• YOUR GOAL
Reproduce all of the material below verbatim, line for line, and leave out the pictures.
>> BEGIN
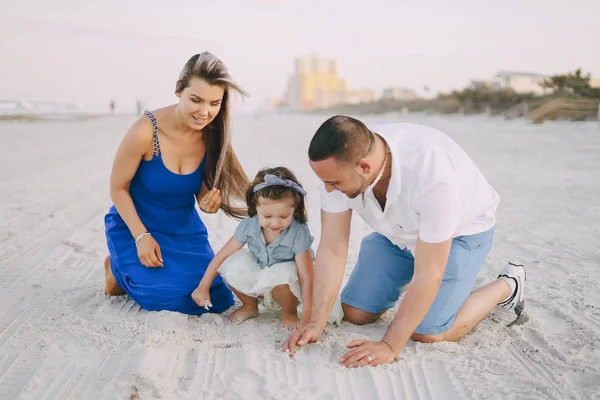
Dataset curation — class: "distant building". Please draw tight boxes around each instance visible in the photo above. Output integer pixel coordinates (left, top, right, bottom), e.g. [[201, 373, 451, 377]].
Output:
[[285, 54, 346, 110], [495, 71, 550, 95], [469, 79, 500, 90], [343, 89, 375, 104], [381, 87, 417, 101]]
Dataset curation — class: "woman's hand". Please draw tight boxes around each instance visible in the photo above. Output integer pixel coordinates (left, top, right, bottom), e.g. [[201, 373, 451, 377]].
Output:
[[198, 188, 222, 214], [192, 282, 212, 310], [138, 235, 163, 268]]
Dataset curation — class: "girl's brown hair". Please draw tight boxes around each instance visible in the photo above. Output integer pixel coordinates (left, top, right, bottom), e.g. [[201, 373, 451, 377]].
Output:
[[246, 167, 308, 224], [175, 51, 249, 219]]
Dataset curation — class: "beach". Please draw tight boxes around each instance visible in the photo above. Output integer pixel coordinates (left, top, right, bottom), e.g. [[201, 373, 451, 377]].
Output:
[[0, 114, 600, 400]]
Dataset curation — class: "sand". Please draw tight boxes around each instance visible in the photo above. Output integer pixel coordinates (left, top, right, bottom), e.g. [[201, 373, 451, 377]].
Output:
[[0, 114, 600, 400]]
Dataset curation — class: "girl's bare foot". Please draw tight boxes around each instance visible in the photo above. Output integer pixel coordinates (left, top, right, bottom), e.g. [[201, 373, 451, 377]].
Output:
[[229, 302, 258, 324], [279, 311, 299, 331], [104, 256, 125, 296]]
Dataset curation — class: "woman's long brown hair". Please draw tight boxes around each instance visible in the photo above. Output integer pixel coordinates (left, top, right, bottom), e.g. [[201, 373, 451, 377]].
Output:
[[175, 52, 249, 219]]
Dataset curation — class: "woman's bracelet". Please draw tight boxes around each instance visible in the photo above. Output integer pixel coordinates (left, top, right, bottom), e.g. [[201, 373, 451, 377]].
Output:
[[135, 231, 152, 247], [306, 322, 323, 332]]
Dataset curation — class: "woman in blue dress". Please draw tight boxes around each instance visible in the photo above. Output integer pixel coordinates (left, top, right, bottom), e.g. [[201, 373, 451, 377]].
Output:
[[104, 52, 249, 314]]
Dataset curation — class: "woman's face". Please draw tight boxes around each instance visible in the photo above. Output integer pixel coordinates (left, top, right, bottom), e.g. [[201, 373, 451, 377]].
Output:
[[177, 77, 225, 130]]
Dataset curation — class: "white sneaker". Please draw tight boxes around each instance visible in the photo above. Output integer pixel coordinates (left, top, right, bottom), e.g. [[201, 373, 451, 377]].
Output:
[[498, 262, 527, 322]]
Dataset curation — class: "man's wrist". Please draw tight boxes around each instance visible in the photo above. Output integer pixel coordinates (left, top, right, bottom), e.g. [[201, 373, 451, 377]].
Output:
[[380, 338, 400, 357], [306, 320, 325, 332]]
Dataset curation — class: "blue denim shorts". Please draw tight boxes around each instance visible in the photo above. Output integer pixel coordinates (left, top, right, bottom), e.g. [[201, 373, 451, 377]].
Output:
[[341, 227, 494, 335]]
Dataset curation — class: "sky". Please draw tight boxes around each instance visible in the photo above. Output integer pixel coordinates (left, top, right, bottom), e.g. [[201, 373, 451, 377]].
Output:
[[0, 0, 600, 111]]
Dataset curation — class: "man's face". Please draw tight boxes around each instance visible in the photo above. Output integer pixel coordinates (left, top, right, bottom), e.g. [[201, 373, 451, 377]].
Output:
[[309, 157, 366, 199]]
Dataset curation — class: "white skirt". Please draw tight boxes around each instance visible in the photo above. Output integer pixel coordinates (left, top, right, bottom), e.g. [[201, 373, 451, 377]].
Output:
[[218, 248, 344, 325]]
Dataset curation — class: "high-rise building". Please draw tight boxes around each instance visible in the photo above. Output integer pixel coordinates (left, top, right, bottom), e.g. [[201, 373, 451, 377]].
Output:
[[285, 54, 346, 110]]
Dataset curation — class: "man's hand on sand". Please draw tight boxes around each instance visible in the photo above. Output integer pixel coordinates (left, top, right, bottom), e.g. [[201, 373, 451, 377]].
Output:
[[281, 322, 322, 356], [340, 340, 397, 368]]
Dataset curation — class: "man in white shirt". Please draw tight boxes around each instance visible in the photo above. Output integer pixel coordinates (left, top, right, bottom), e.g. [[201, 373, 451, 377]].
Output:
[[282, 116, 526, 367]]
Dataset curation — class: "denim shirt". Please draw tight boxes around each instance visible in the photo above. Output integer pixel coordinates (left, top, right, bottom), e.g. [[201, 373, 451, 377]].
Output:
[[233, 215, 314, 268]]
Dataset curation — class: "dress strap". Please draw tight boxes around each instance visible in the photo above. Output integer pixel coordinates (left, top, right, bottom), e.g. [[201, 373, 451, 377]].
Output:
[[144, 110, 160, 156]]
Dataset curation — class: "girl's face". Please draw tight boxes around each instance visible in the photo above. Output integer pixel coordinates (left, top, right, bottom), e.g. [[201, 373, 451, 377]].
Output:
[[256, 196, 295, 233]]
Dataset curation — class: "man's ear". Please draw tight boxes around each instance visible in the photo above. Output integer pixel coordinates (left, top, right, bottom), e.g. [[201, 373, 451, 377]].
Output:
[[356, 160, 371, 175]]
>> END
• COMPLETED EXERCISE
Dataset curation — class: "distant building". Please draw tight boxes around each instance visible in the photo above. Output integer pixel coordinates (left, top, right, bottom), e.g. [[201, 373, 451, 377]].
Output:
[[285, 54, 346, 110], [495, 71, 550, 95], [469, 79, 500, 90], [343, 89, 375, 104], [381, 87, 417, 101]]
Dataset curation — class: "woman's hand". Please draw tight boxes around each instance visible in the photo above. Output integer pixel coordinates (left, top, right, bottom), e.g. [[201, 373, 451, 377]].
Output:
[[198, 188, 222, 214], [192, 282, 212, 310], [138, 235, 163, 268]]
Dataset curation — class: "girl's brown hair". Please draw tight boxes around each instance visible in the photo above. Output integer pixel coordinates (left, top, right, bottom), e.g. [[201, 373, 451, 377]].
Output:
[[246, 167, 308, 224], [175, 51, 249, 219]]
Dataset curation — class: "beach". Please draw tight boxes around each instance visible in the photo above. Output integer pixel coordinates (left, top, right, bottom), e.g. [[201, 373, 451, 377]].
Output:
[[0, 114, 600, 400]]
Dataset curation — class: "sand". Please draw tight boxes around each instance visible in the photo above. Output integer pixel coordinates (left, top, right, bottom), e.g. [[201, 373, 451, 377]].
Output:
[[0, 114, 600, 400]]
Dataset curation — class: "girl's bare foot". Please draw tight boxes around each instance visible in the photo above. Output integer pixel coordinates (left, top, right, bottom), e.g. [[201, 373, 451, 377]].
Output:
[[229, 302, 258, 324], [279, 311, 299, 331], [104, 256, 125, 296]]
Dataset curation — class: "woman's long brown hair". Please draw tight boxes around each instance visible in the photo above. Output integer pixel coordinates (left, top, right, bottom), e.g. [[201, 373, 451, 377]].
Output:
[[175, 52, 249, 219]]
Dataset curation — class: "woman's bracelet". Please draw tight boxes around each instance visible in the photo above. Output integer pixel coordinates (left, top, right, bottom), e.g. [[201, 373, 451, 377]].
Output:
[[135, 231, 152, 247], [306, 322, 323, 332]]
Dataset curation — class: "woman in blue dress". Please draw tight boxes around each instance visible in the photo above. Output integer pixel coordinates (left, top, right, bottom), e.g. [[201, 373, 451, 377]].
Output:
[[104, 52, 249, 314]]
Dataset curation — class: "woman's face". Please draw tight boxes around each instance visible in the photo above. Output integer pixel coordinates (left, top, right, bottom), e.g. [[201, 373, 451, 377]].
Output:
[[177, 77, 225, 130]]
Dataset curation — class: "white sneaker". Please draw tight boxes around each instance visible in the photo above. Output integer pixel coordinates (left, top, right, bottom), e.g. [[201, 373, 451, 377]].
Output:
[[498, 262, 527, 322]]
Dataset curation — class: "man's wrist". Please draw tight boxes around each instance visible in the photo above. Output integer pixel coordinates (left, top, right, bottom), e.g. [[201, 373, 451, 377]].
Output:
[[380, 338, 400, 357], [306, 320, 325, 332]]
Dataset curation — class: "blue denim shorts". Please draw tight boxes around each instance visible in the photo above. Output integer pixel coordinates (left, top, right, bottom), e.g. [[201, 373, 451, 377]].
Output:
[[341, 227, 494, 335]]
Dataset curation — class: "sky". Please draw tight boxes around each instance visible in the photo above. Output integer pixel coordinates (left, top, right, bottom), e.g. [[201, 373, 451, 377]].
Output:
[[0, 0, 600, 111]]
Dataset curation — class: "man's face". Please draw tight boxes around each instance visible in the photo above. Output integer pixel coordinates (left, top, right, bottom), e.g. [[201, 373, 451, 377]].
Output:
[[309, 157, 366, 199]]
Dataset curation — class: "white skirt". Please draw tight boxes around each instance visible in the photo above. Output integer pixel coordinates (left, top, right, bottom), e.g. [[201, 373, 451, 377]].
Output:
[[218, 248, 344, 325]]
Dataset curation — class: "high-rise building". Please draw tight boxes around each instance visible in the photo above. Output integer pixel coordinates (left, top, right, bottom), e.g. [[201, 373, 451, 377]].
Output:
[[285, 54, 346, 110]]
Dataset curation — class: "man's hand on sand". Please draw tight boxes around each instance visible in the photo above. Output integer pixel coordinates (left, top, right, bottom), e.g. [[201, 373, 451, 377]].
Output:
[[281, 322, 322, 356], [340, 340, 397, 368]]
Dataset curation — class: "man in white shirt". Please draw tight boxes around each instance visible in the photo above. Output integer pixel coordinates (left, top, right, bottom), e.g. [[201, 373, 451, 377]].
Output:
[[282, 116, 526, 367]]
Dataset curation — class: "denim shirt". Please draw tight boxes around each instance visible in the photo above. Output integer pixel coordinates (left, top, right, bottom), e.g. [[201, 373, 451, 377]].
Output:
[[233, 215, 314, 268]]
Dataset curation — class: "dress strap". Please draw tight boxes around each instance visible in the photo above. Output integer pixel coordinates (left, top, right, bottom), e.g. [[201, 373, 451, 377]].
Output:
[[144, 110, 160, 156]]
Dataset curation — class: "girl's face". Please draw tight boxes around each instance visible in the photo above. Output integer pixel coordinates (left, top, right, bottom), e.g. [[201, 373, 451, 377]].
Output:
[[256, 196, 295, 233]]
Dataset curation — class: "man's ear". Please draw tight boxes around each instance visible in the photo above. Output integer pixel coordinates (left, top, right, bottom), e.g. [[201, 373, 451, 377]].
Output:
[[356, 160, 371, 175]]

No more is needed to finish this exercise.